DIRECTIONS FOR THIS TASK: Turn the lines below into a numbered list, skipping any blank lines.

PROVIDED INFORMATION:
______________________________
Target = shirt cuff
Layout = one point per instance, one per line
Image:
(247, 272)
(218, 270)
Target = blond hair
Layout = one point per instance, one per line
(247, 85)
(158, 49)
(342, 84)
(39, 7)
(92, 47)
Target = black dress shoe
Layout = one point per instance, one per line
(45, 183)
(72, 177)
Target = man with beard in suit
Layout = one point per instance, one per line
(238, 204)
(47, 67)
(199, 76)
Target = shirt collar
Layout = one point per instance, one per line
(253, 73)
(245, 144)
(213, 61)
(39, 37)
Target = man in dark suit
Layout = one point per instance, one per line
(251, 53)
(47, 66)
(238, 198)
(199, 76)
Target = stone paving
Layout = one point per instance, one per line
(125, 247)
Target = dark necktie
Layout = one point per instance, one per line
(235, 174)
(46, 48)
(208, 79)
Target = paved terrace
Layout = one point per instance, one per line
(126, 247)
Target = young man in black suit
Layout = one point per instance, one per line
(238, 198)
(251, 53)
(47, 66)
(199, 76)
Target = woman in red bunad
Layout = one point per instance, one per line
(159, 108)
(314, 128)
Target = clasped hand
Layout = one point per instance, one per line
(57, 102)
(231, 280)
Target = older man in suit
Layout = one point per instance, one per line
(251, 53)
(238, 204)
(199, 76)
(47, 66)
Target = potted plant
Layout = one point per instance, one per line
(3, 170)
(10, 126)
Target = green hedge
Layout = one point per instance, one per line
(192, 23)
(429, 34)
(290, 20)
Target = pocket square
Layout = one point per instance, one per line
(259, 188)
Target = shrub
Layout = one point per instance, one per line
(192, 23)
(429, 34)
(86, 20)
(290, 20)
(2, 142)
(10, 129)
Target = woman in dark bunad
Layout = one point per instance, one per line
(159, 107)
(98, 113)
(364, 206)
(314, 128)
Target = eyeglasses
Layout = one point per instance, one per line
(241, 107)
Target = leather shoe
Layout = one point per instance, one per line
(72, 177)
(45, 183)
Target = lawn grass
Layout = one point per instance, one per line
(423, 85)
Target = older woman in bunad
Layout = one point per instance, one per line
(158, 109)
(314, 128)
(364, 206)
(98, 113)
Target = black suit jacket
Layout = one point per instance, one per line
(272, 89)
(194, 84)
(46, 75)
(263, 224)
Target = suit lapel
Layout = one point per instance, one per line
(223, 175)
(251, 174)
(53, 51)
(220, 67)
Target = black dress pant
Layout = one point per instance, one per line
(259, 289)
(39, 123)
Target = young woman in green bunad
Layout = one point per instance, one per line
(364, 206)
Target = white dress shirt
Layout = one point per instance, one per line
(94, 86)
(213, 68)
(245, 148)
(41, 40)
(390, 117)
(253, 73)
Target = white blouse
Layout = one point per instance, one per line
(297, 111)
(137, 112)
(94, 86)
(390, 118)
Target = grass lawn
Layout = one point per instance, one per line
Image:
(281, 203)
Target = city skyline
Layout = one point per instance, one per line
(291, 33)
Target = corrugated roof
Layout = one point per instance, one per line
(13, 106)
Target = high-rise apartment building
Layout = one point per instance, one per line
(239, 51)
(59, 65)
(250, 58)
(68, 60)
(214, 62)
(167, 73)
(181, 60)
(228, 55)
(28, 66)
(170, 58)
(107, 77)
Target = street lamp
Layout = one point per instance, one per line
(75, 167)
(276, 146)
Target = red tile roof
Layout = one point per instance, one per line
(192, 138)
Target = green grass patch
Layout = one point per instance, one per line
______________________________
EXPECTED OUTPUT:
1. Target = shirt cuff
2. Layout = one point per instance, one per line
3. Image:
4. (247, 272)
5. (218, 270)
6. Target = blond hair
7. Layout = one point per instance, one per line
8. (247, 85)
9. (158, 49)
10. (342, 84)
11. (39, 7)
12. (92, 47)
13. Target = black dress shoe
14. Layout = one point per instance, one per line
15. (45, 183)
16. (72, 177)
17. Target = man with beard in suit
18. Layout = one point per instance, one per line
19. (238, 204)
20. (47, 67)
21. (199, 76)
22. Target = shirt collar
23. Layout = one point per instance, one per line
24. (253, 73)
25. (245, 144)
26. (213, 61)
27. (39, 37)
28. Target = man in dark suit
29. Layout = one point per instance, one per line
30. (251, 53)
31. (47, 66)
32. (238, 198)
33. (199, 76)
34. Target = stone paving
35. Layout = one point per instance, one per line
36. (125, 247)
37. Target = dark necktie
38. Layout = one point per instance, one per line
39. (235, 174)
40. (46, 48)
41. (208, 79)
42. Target = paved terrace
43. Layout = one point per instance, one per line
44. (126, 247)
45. Target = young man in black suit
46. Layout = one point per instance, one per line
47. (238, 198)
48. (251, 53)
49. (47, 66)
50. (199, 76)
51. Target = woman in red bunad
52. Layout = one point per instance, one per line
53. (159, 108)
54. (314, 128)
55. Target = clasped hand
56. Layout = one point per instance, one per line
57. (57, 102)
58. (231, 280)
59. Target = older man in suit
60. Layout = one point per instance, one per line
61. (251, 53)
62. (238, 204)
63. (199, 76)
64. (47, 66)
65. Target = potted plant
66. Layout = one point per instance, one per line
67. (3, 170)
68. (10, 126)
69. Target = green hedge
70. Layout = one point per instance, one per line
71. (192, 23)
72. (429, 34)
73. (290, 20)
74. Target = pocket square
75. Layout = one point per instance, one per line
76. (259, 188)
77. Target = shrub
78. Layout = one point per instance, one per line
79. (192, 23)
80. (429, 34)
81. (86, 20)
82. (290, 20)
83. (2, 142)
84. (10, 129)
85. Target = woman in dark bunad
86. Layout = one point per instance, one per line
87. (159, 107)
88. (98, 113)
89. (364, 206)
90. (314, 128)
91. Target = eyeglasses
92. Layout = one point per instance, one per line
93. (241, 107)
94. Target = leather shoe
95. Layout = one point per instance, one per line
96. (72, 177)
97. (45, 183)
98. Target = lawn grass
99. Layout = one point per instance, one per line
100. (423, 85)
101. Target = older woman in bunad
102. Layout = one point per instance, one per line
103. (158, 109)
104. (314, 128)
105. (364, 206)
106. (98, 113)
107. Target = black suit jacket
108. Layout = one point per instance, one per line
109. (272, 89)
110. (194, 84)
111. (46, 75)
112. (263, 224)
113. Target = suit lapel
114. Layout = one point per instance, one per line
115. (223, 175)
116. (251, 174)
117. (53, 51)
118. (220, 67)
119. Target = black dress pant
120. Layout = one point per instance, one per line
121. (259, 289)
122. (39, 123)
123. Target = young woman in green bunad
124. Layout = one point per instance, one per line
125. (364, 206)
126. Target = white dress shirt
127. Layout = one point per instance, one per line
128. (94, 86)
129. (213, 68)
130. (245, 148)
131. (41, 40)
132. (390, 117)
133. (253, 73)
134. Target = white blouse
135. Layout = one point per instance, one per line
136. (297, 111)
137. (137, 112)
138. (94, 86)
139. (390, 118)
140. Target = grass lawn
141. Layout = one point per instance, one per line
142. Image:
143. (281, 203)
144. Target = city skyline
145. Layout = one point per instance, one per line
146. (291, 33)
147. Target = corrugated roof
148. Layout = one point per instance, one per line
149. (13, 106)
150. Target = high-rise apartment building
151. Layout = one point per instance, one per line
152. (239, 51)
153. (59, 65)
154. (250, 58)
155. (68, 60)
156. (214, 62)
157. (167, 73)
158. (181, 60)
159. (228, 55)
160. (28, 66)
161. (170, 58)
162. (107, 77)
163. Target = street lamp
164. Layout = one point per instance, one per line
165. (75, 167)
166. (276, 146)
167. Target = red tile roof
168. Layout = one point per instance, one per line
169. (192, 138)
170. Target = green grass patch
171. Layout = one point per instance, one per line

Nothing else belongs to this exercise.